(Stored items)
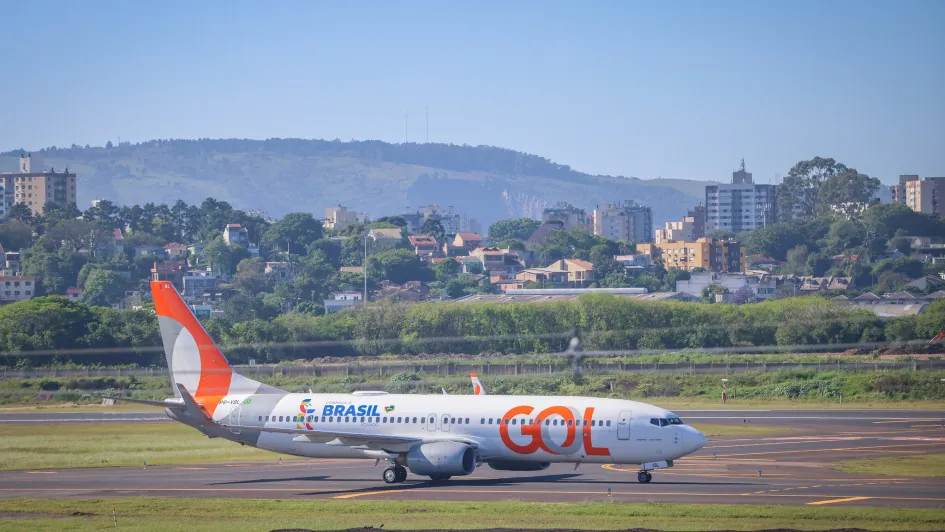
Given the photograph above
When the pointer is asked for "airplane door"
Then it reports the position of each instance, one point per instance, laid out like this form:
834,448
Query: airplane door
235,419
623,425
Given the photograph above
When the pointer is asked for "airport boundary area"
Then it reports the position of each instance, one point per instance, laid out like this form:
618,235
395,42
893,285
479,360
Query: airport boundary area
500,368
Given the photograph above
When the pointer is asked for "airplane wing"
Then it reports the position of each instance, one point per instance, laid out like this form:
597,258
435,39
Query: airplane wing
348,439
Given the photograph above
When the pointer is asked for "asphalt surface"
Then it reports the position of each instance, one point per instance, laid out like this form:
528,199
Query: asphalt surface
787,468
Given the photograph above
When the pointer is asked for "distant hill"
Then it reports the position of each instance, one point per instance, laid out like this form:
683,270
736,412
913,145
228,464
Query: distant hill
284,175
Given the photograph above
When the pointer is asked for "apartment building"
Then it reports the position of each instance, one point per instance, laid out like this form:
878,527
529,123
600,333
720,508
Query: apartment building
708,253
339,217
925,196
34,187
627,221
566,216
741,205
16,288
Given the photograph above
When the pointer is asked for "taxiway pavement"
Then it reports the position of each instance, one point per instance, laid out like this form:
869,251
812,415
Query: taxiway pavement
792,467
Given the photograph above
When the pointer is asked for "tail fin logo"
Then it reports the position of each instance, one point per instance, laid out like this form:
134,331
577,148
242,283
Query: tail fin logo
192,357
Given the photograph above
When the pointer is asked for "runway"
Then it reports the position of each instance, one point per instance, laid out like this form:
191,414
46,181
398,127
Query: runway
786,468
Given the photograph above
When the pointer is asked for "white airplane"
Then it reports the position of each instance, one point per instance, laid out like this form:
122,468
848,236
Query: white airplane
439,436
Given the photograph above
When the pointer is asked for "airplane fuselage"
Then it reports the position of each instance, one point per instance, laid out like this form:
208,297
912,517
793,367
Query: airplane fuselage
501,428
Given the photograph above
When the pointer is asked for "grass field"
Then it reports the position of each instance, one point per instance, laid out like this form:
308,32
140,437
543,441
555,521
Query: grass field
231,515
727,429
115,444
928,465
131,444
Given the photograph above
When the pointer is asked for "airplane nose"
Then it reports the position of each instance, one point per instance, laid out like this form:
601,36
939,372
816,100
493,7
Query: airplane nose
695,440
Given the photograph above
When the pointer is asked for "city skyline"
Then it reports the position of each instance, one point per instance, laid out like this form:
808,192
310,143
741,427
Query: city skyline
620,89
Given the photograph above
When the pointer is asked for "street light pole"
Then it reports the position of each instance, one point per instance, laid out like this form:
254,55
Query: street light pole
364,267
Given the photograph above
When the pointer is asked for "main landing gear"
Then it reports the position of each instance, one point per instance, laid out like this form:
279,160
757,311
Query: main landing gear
393,475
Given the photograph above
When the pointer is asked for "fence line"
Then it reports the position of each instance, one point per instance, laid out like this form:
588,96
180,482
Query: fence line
537,369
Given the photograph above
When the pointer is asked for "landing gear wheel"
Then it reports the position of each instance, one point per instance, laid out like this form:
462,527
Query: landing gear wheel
401,473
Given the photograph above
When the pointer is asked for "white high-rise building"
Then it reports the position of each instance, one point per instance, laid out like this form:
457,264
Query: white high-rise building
627,221
741,205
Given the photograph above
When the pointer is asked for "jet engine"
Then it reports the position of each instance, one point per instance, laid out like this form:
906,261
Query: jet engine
518,465
442,459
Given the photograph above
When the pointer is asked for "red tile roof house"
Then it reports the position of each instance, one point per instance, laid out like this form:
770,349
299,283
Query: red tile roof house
468,241
425,246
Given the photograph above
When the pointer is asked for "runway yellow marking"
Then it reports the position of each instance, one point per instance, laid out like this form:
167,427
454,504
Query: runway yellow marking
866,448
834,501
362,494
637,493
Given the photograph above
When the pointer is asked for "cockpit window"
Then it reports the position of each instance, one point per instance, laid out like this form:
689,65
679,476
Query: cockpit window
662,422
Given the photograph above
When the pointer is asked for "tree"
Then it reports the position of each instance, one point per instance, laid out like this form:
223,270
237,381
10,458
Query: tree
21,212
798,193
103,287
445,270
848,193
709,292
219,256
251,276
293,233
103,213
519,229
883,221
397,221
15,235
843,236
743,295
433,228
398,266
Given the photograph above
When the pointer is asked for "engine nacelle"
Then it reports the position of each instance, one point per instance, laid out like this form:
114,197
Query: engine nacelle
518,465
442,458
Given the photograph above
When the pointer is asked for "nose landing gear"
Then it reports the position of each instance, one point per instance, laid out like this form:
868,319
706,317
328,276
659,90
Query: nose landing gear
393,475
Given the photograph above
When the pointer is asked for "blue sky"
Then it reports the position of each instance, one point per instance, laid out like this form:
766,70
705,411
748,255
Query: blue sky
646,89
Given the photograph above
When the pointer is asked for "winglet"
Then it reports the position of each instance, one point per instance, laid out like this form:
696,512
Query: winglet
477,386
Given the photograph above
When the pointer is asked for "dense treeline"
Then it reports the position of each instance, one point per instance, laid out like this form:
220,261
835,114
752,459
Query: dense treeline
58,328
446,156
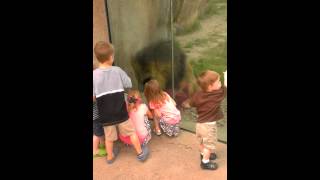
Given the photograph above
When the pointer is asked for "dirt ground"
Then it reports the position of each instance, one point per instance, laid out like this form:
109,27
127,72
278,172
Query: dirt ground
170,158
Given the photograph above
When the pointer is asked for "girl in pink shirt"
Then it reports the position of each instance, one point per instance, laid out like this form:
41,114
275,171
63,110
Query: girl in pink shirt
164,109
138,115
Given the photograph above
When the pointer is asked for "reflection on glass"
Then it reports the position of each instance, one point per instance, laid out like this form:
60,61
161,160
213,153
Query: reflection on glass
200,29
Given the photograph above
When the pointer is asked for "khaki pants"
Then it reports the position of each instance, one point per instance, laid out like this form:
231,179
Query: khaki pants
126,128
207,134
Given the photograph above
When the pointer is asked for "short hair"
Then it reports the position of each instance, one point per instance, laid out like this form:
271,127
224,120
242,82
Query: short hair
103,50
206,78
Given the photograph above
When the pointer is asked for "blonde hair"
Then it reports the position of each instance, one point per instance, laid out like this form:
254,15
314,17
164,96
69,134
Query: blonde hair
206,78
154,93
135,95
103,50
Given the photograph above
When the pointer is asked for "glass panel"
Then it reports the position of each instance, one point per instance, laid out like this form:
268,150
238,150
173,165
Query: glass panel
140,31
200,28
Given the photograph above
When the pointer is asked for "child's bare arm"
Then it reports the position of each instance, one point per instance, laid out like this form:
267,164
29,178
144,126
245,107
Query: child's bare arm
149,114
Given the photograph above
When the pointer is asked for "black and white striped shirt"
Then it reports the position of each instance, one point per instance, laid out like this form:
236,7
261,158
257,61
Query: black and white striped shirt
95,111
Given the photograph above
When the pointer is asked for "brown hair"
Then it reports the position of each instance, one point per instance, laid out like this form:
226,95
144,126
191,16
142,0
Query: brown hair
134,94
206,78
103,51
154,93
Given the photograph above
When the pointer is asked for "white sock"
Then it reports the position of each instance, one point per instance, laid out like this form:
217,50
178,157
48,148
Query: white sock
205,161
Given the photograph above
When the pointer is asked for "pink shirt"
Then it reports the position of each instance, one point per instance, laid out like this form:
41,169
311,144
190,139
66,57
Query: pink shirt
137,118
167,111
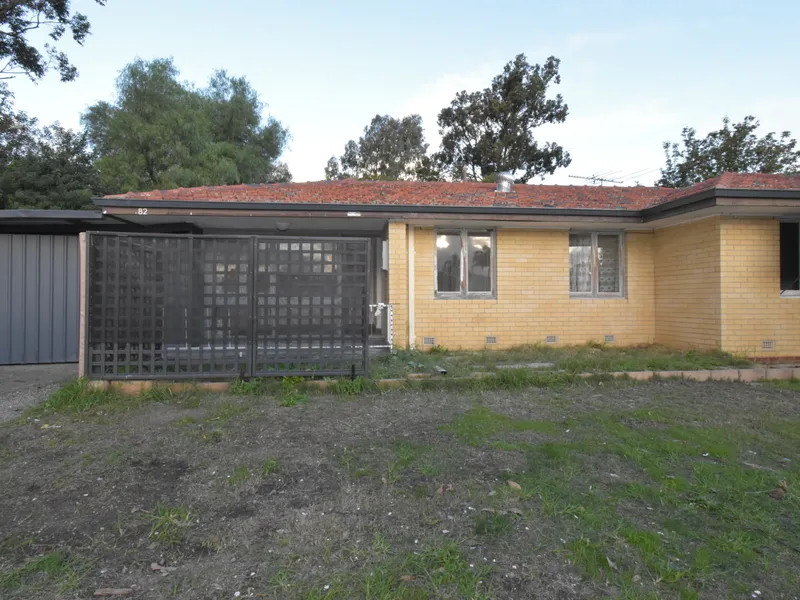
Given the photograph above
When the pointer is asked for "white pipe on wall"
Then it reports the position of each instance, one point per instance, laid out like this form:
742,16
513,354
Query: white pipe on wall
411,329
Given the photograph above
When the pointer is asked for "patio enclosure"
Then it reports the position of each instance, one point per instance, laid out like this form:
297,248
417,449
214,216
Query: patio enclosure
182,306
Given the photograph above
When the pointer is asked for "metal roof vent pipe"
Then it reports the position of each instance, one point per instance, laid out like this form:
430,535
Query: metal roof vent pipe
504,181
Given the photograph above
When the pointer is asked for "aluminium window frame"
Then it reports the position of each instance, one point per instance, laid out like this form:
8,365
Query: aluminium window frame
595,293
464,293
786,293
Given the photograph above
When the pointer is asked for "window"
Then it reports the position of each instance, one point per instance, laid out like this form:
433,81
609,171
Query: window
595,264
464,263
790,259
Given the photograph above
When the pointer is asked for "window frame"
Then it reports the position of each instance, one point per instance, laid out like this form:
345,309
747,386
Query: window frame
595,293
781,292
464,293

Task instructions:
How many lines in the entries contain the word "logo"? Reply with the number alone.

Finished exercise:
2